Aim of the exercise: Rewrite each of the entries below so that "State the bounding box" becomes "Give the box coordinates" everywhere, keeping every other word and number unchanged.
-------- Records --------
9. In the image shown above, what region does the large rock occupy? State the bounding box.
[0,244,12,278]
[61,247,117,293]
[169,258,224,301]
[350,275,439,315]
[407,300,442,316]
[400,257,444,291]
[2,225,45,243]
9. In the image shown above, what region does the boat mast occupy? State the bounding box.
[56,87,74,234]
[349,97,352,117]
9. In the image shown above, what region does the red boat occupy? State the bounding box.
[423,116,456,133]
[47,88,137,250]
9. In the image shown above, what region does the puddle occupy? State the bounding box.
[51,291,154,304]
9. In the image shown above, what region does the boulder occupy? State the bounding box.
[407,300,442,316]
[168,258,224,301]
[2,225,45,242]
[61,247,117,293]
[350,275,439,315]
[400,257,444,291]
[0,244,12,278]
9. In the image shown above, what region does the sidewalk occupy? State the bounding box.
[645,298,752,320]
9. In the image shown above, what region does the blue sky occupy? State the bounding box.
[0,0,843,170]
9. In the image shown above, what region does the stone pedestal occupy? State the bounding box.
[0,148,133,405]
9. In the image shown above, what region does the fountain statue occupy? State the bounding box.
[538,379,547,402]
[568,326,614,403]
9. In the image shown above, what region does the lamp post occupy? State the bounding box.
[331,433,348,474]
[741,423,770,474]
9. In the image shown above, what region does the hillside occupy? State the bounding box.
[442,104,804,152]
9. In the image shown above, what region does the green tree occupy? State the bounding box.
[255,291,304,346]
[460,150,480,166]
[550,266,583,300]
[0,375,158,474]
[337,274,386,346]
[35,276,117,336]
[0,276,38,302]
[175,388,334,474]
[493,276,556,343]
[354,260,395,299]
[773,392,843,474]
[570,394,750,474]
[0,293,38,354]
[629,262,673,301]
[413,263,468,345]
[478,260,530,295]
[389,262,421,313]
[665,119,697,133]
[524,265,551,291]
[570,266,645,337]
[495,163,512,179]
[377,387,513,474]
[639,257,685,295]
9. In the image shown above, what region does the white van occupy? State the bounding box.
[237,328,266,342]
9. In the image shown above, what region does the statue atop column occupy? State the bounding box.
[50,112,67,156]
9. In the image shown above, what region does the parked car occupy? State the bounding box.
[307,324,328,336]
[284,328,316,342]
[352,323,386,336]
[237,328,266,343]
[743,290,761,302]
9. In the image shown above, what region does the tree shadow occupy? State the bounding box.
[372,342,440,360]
--------
Exercise answer:
9. In the image shown above, what region does the large rock occupy? Give the box coordinates.
[0,244,12,278]
[61,247,117,293]
[169,258,224,301]
[350,275,439,315]
[407,300,442,316]
[400,257,444,291]
[2,225,45,243]
9. In the image shown above, what region does the boat mast occupy? Give the box coordinates.
[56,87,74,234]
[349,97,352,117]
9. In the image shown above, what region does the red boat occupy? Give the box coordinates.
[423,116,456,133]
[47,88,137,250]
9. In the image shown above, what region does the puddle occupy? Give the box coordinates.
[51,291,154,304]
9. In the image shown above, what region does the boulder occupy? Give the box coordinates.
[407,300,442,316]
[168,258,224,301]
[2,225,45,242]
[61,247,117,293]
[350,275,439,315]
[400,257,444,291]
[0,244,12,278]
9. In the image shown above, what region does the sidewalk occupy? Give the box coordinates.
[645,298,752,320]
9. In the image shown above, what region does the blue sky occupy? Give the box coordinates.
[0,0,843,170]
9. In the image shown above, what region does the stone pedestal occupy? Give the box coordinates.
[0,148,133,405]
9. In the image shown above, what region does the fountain statue occupy? Give the box coordinates.
[538,379,547,402]
[568,326,614,403]
9. In the image shown above, what region does the lamp post occupy? Give the box coordinates.
[331,433,348,474]
[741,423,770,474]
9. In the image shown above, what region does the hillside occupy? Give the box coordinates.
[442,104,804,152]
9. In the image shown above, what region does the green tree occupy? Give the box coordinates.
[255,291,304,346]
[460,150,480,166]
[550,266,583,300]
[0,375,158,474]
[337,274,386,346]
[35,276,117,336]
[0,276,38,302]
[175,388,334,474]
[493,276,556,343]
[354,260,395,299]
[773,392,843,474]
[570,394,750,474]
[0,293,38,354]
[629,262,673,301]
[413,263,468,345]
[478,260,530,295]
[389,262,421,313]
[665,119,697,133]
[524,265,551,291]
[570,266,645,337]
[495,163,512,179]
[377,387,513,474]
[639,257,685,295]
9. In the image shown above, what region does the white van occupy? Give the box coordinates.
[237,328,266,342]
9. In the image shown above, what region does the statue atop column occupy? Give the box coordinates.
[50,112,67,156]
9. In the image shown above, what region does the parked car occupy? Give the box coordinates.
[307,324,328,336]
[284,328,316,342]
[352,323,386,336]
[237,328,266,343]
[743,290,761,302]
9. In the image shown above, what region does the tree shadow occupy? Give the box coordinates.
[372,342,440,360]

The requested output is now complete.